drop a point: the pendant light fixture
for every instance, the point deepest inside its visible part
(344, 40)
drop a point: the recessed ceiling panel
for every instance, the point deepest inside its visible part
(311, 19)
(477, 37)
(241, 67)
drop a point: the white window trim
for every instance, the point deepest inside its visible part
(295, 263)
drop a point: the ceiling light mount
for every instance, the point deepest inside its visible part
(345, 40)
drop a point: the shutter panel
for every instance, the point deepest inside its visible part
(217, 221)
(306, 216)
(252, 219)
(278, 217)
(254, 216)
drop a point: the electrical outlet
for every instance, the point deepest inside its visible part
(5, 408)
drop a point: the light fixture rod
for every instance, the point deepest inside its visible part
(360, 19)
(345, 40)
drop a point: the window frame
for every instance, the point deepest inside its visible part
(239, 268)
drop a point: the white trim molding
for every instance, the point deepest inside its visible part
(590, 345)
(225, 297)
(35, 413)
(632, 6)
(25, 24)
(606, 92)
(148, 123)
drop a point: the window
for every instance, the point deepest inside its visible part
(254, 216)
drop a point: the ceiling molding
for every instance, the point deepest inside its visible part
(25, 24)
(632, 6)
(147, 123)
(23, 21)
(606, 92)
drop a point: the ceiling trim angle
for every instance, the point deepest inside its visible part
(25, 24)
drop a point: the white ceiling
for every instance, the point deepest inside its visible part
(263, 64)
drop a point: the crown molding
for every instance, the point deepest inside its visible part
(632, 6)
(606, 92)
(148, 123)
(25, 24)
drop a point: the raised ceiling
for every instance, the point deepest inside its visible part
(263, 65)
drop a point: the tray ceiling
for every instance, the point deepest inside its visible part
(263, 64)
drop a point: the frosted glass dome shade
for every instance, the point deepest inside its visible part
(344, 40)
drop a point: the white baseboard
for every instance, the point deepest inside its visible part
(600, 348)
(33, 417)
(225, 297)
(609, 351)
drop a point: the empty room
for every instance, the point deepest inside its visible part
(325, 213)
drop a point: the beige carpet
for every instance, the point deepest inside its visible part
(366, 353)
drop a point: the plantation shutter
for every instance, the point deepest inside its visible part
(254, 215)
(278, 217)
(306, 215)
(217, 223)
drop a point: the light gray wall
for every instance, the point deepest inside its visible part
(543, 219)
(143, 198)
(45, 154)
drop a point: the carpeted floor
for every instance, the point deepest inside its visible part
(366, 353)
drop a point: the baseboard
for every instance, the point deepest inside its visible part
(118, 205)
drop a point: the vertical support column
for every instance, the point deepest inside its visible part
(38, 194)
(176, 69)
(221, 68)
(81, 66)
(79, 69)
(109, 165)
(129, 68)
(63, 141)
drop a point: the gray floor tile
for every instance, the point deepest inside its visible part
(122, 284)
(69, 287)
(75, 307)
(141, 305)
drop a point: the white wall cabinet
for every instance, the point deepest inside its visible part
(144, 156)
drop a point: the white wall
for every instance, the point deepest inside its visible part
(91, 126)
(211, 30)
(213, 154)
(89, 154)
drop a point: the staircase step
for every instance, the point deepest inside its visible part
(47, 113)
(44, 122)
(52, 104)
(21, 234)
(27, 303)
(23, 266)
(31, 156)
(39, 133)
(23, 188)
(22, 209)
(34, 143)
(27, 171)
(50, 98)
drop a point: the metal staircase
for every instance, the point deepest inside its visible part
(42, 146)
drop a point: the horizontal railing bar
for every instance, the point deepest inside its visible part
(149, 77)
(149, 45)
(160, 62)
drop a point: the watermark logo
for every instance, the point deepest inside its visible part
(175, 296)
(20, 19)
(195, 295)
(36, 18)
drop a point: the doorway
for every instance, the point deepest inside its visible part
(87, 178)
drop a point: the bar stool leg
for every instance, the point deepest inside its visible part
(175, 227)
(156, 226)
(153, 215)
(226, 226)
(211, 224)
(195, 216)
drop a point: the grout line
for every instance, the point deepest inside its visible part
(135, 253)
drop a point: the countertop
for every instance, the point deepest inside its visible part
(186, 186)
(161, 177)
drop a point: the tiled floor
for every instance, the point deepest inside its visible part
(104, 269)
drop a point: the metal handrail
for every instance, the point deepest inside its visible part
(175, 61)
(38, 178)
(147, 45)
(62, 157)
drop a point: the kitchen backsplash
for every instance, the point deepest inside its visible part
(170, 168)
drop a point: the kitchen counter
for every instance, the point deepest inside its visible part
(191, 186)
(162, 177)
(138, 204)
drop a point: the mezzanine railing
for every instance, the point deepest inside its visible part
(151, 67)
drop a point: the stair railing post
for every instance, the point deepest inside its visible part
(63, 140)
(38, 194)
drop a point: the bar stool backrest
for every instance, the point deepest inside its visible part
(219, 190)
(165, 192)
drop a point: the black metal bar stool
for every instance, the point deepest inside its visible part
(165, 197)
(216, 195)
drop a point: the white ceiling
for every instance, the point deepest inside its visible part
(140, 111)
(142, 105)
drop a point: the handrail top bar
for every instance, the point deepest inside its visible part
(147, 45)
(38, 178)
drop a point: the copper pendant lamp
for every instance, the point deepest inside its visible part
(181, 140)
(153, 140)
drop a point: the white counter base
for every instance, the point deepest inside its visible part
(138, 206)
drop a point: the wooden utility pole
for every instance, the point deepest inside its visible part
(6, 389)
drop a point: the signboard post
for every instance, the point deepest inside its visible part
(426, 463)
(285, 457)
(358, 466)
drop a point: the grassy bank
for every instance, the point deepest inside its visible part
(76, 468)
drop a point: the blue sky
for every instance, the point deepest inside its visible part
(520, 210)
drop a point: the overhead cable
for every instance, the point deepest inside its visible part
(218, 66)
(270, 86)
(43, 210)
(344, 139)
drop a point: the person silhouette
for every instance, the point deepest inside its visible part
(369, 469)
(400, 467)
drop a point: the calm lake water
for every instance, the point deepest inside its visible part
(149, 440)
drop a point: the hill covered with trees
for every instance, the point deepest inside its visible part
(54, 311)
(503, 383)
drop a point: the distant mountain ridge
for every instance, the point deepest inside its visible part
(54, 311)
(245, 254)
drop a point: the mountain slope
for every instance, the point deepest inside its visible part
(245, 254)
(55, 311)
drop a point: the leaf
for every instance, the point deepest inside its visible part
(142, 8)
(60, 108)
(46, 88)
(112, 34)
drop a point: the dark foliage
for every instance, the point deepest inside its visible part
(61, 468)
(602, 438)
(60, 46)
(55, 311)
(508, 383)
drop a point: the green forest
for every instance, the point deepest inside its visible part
━━━━━━━━
## Task prompt
Set out every line of the items above as a Markdown table with two columns, No. for the row number and Line for the line itself. Skip any blank lines.

## Problem solution
| No. | Line |
|---|---|
| 1 | drop a point: the pendant light fixture |
| 2 | for every instance, the point deepest inside its visible part |
| 3 | (344, 40) |
| 4 | drop a point: the recessed ceiling panel |
| 5 | for every instance, the point deepest inside its visible part |
| 6 | (311, 19) |
| 7 | (477, 37) |
| 8 | (241, 67) |
| 9 | drop a point: the white window trim |
| 10 | for every instance, the point deepest inside its visible part |
| 11 | (295, 263) |
| 12 | drop a point: the ceiling light mount |
| 13 | for every instance, the point deepest inside its visible part |
| 14 | (345, 40) |
| 15 | drop a point: the shutter panel |
| 16 | for every instance, the point deepest inside its visible part |
| 17 | (217, 221) |
| 18 | (306, 216) |
| 19 | (252, 219) |
| 20 | (278, 217) |
| 21 | (254, 216) |
| 22 | drop a point: the electrical outlet |
| 23 | for every instance, the point deepest inside its visible part |
| 24 | (5, 408) |
| 25 | drop a point: the light fixture rod |
| 26 | for every instance, the point deepest inside its visible part |
| 27 | (360, 19) |
| 28 | (345, 40) |
| 29 | drop a point: the window frame |
| 30 | for every instance, the point deepest inside its visible part |
| 31 | (239, 268) |
| 32 | drop a point: the white trim molding |
| 33 | for every instance, the point deepest inside its visible part |
| 34 | (590, 345) |
| 35 | (225, 297) |
| 36 | (35, 413) |
| 37 | (632, 6) |
| 38 | (25, 24) |
| 39 | (606, 92) |
| 40 | (148, 123) |
| 41 | drop a point: the window |
| 42 | for every instance, the point deepest inside its visible part |
| 43 | (254, 216) |
| 44 | drop a point: the ceiling molding |
| 45 | for every instance, the point deepest inside its visible part |
| 46 | (25, 24) |
| 47 | (632, 6) |
| 48 | (147, 123) |
| 49 | (23, 21) |
| 50 | (606, 92) |
| 51 | drop a point: the ceiling trim angle |
| 52 | for every instance, the point deepest inside its visible part |
| 53 | (25, 24) |
| 54 | drop a point: the white ceiling |
| 55 | for every instance, the point deepest inside its visible part |
| 56 | (263, 64) |
| 57 | drop a point: the crown molding |
| 58 | for every instance, the point deepest inside its visible part |
| 59 | (632, 6) |
| 60 | (606, 92) |
| 61 | (148, 123) |
| 62 | (25, 24) |
| 63 | drop a point: the raised ceiling |
| 64 | for every instance, the point deepest inside its visible part |
| 65 | (263, 65) |
| 66 | drop a point: the tray ceiling |
| 67 | for every instance, the point deepest inside its visible part |
| 68 | (263, 64) |
| 69 | drop a point: the frosted glass dome shade |
| 70 | for every instance, the point deepest inside its visible part |
| 71 | (344, 40) |
| 72 | drop a point: the white baseboard |
| 73 | for every instance, the point deepest inside its visible part |
| 74 | (600, 348) |
| 75 | (33, 417) |
| 76 | (225, 297) |
| 77 | (609, 351) |
| 78 | drop a point: the empty room |
| 79 | for every instance, the point deepest inside its visible part |
| 80 | (325, 213) |
| 81 | drop a point: the beige carpet |
| 82 | for every instance, the point deepest inside its visible part |
| 83 | (366, 353) |
| 84 | drop a point: the plantation shutter |
| 85 | for every instance, the point deepest inside its visible part |
| 86 | (254, 215) |
| 87 | (278, 217) |
| 88 | (306, 215) |
| 89 | (217, 223) |
| 90 | drop a point: the light gray wall |
| 91 | for every instance, the point deepest inside its visible part |
| 92 | (543, 219) |
| 93 | (143, 198) |
| 94 | (45, 154) |
| 95 | drop a point: the carpeted floor |
| 96 | for every instance, the point deepest inside its visible part |
| 97 | (366, 353) |
| 98 | drop a point: the baseboard |
| 99 | for every instance, the point deepest inside its visible part |
| 100 | (118, 205) |
| 101 | drop a point: the vertical support column |
| 102 | for every instance, the point deepest inside its visible part |
| 103 | (38, 194) |
| 104 | (176, 69) |
| 105 | (221, 68) |
| 106 | (81, 66) |
| 107 | (79, 69) |
| 108 | (109, 165) |
| 109 | (129, 68) |
| 110 | (63, 141) |
| 111 | drop a point: the gray floor tile |
| 112 | for every instance, the point deepest inside its visible part |
| 113 | (122, 284) |
| 114 | (69, 287) |
| 115 | (75, 307) |
| 116 | (141, 305) |
| 117 | drop a point: the white wall cabinet |
| 118 | for every instance, the point deepest inside its visible part |
| 119 | (144, 156) |
| 120 | drop a point: the white wall |
| 121 | for every instance, the point deepest inside its visible part |
| 122 | (91, 126) |
| 123 | (211, 30) |
| 124 | (213, 154) |
| 125 | (89, 154) |
| 126 | drop a point: the staircase step |
| 127 | for every instance, the point deepest inside its visible part |
| 128 | (47, 113) |
| 129 | (44, 122) |
| 130 | (52, 104) |
| 131 | (21, 234) |
| 132 | (27, 303) |
| 133 | (23, 266) |
| 134 | (31, 156) |
| 135 | (39, 133) |
| 136 | (23, 188) |
| 137 | (22, 209) |
| 138 | (34, 143) |
| 139 | (27, 171) |
| 140 | (50, 98) |
| 141 | drop a point: the metal staircase |
| 142 | for every instance, the point deepest inside its visible part |
| 143 | (42, 146) |
| 144 | drop a point: the horizontal railing bar |
| 145 | for every instance, the point deepest inside its visible part |
| 146 | (149, 77) |
| 147 | (149, 45) |
| 148 | (160, 62) |
| 149 | drop a point: the watermark logo |
| 150 | for every instance, the point deepest inside its visible part |
| 151 | (175, 296) |
| 152 | (20, 19) |
| 153 | (195, 295) |
| 154 | (36, 18) |
| 155 | drop a point: the doorway |
| 156 | for every instance, the point deepest inside its visible part |
| 157 | (87, 178) |
| 158 | drop a point: the bar stool leg |
| 159 | for every instance, the point deepest inside its visible part |
| 160 | (175, 227) |
| 161 | (156, 226) |
| 162 | (153, 215) |
| 163 | (226, 226) |
| 164 | (211, 224) |
| 165 | (195, 216) |
| 166 | drop a point: the grout line |
| 167 | for every instance, the point deepest inside its visible part |
| 168 | (135, 253) |
| 169 | drop a point: the countertop |
| 170 | for every instance, the point deepest inside its visible part |
| 171 | (186, 186) |
| 172 | (161, 177) |
| 173 | drop a point: the tiled floor |
| 174 | for every instance, the point deepest inside its visible part |
| 175 | (104, 269) |
| 176 | drop a point: the metal handrail |
| 177 | for every instance, the point deepest inside its visible part |
| 178 | (175, 61) |
| 179 | (38, 178) |
| 180 | (147, 45) |
| 181 | (62, 157) |
| 182 | drop a point: the kitchen backsplash |
| 183 | for every instance, the point deepest inside its visible part |
| 184 | (170, 168) |
| 185 | drop a point: the kitchen counter |
| 186 | for every instance, the point deepest inside its visible part |
| 187 | (191, 186) |
| 188 | (162, 177) |
| 189 | (138, 204) |
| 190 | drop a point: the mezzanine railing |
| 191 | for every instance, the point deepest inside its visible part |
| 192 | (151, 67) |
| 193 | drop a point: the stair railing post |
| 194 | for every instance, the point deepest inside its visible part |
| 195 | (63, 140) |
| 196 | (38, 194) |
| 197 | drop a point: the bar stool backrest |
| 198 | for every instance, the point deepest inside its visible part |
| 199 | (219, 190) |
| 200 | (165, 192) |
| 201 | drop a point: the black metal bar stool |
| 202 | for every instance, the point deepest inside its visible part |
| 203 | (165, 197) |
| 204 | (216, 195) |
| 205 | drop a point: the white ceiling |
| 206 | for every instance, the point deepest inside its visible part |
| 207 | (140, 111) |
| 208 | (142, 105) |
| 209 | drop a point: the handrail top bar |
| 210 | for every instance, the point deepest inside its visible part |
| 211 | (147, 45) |
| 212 | (38, 178) |
| 213 | drop a point: the copper pendant lamp |
| 214 | for every instance, the point deepest inside its visible part |
| 215 | (181, 140) |
| 216 | (153, 140) |
| 217 | drop a point: the white counter base |
| 218 | for every instance, the point deepest inside its visible part |
| 219 | (138, 206) |
| 220 | drop a point: the wooden utility pole |
| 221 | for every instance, the point deepest inside its visible part |
| 222 | (6, 389) |
| 223 | drop a point: the signboard post |
| 224 | for every instance, the point deepest inside its visible part |
| 225 | (426, 463) |
| 226 | (285, 457) |
| 227 | (358, 466) |
| 228 | drop a point: the grassy bank |
| 229 | for every instance, the point deepest inside its visible part |
| 230 | (76, 468) |
| 231 | drop a point: the blue sky |
| 232 | for every instance, the point deepest inside its visible part |
| 233 | (520, 210) |
| 234 | drop a point: the overhead cable |
| 235 | for every instance, the point deepest inside its visible part |
| 236 | (218, 66) |
| 237 | (270, 86) |
| 238 | (43, 210) |
| 239 | (344, 139) |
| 240 | drop a point: the person silhouette |
| 241 | for every instance, the point deepest inside its visible part |
| 242 | (369, 469) |
| 243 | (400, 467) |
| 244 | drop a point: the calm lake water |
| 245 | for every instance, the point deepest inside its visible part |
| 246 | (149, 440) |
| 247 | drop a point: the hill covered with trees |
| 248 | for every instance, the point deepest inside its visible part |
| 249 | (54, 311) |
| 250 | (503, 383) |
| 251 | drop a point: the distant mountain ridge |
| 252 | for every instance, the point deepest inside its visible part |
| 253 | (54, 311) |
| 254 | (245, 254) |
| 255 | drop a point: the mountain slope |
| 256 | for every instance, the point deepest inside its visible part |
| 257 | (245, 254) |
| 258 | (55, 311) |
| 259 | drop a point: the leaf |
| 260 | for every instance, the point deepest inside its visible part |
| 261 | (142, 8) |
| 262 | (60, 108) |
| 263 | (46, 88) |
| 264 | (112, 34) |
| 265 | drop a point: the dark foliage |
| 266 | for every instance, the point deepest inside its visible part |
| 267 | (61, 468) |
| 268 | (602, 438) |
| 269 | (60, 46) |
| 270 | (55, 311) |
| 271 | (508, 383) |
| 272 | drop a point: the green forest |
| 273 | for every instance, the point deepest inside its visible part |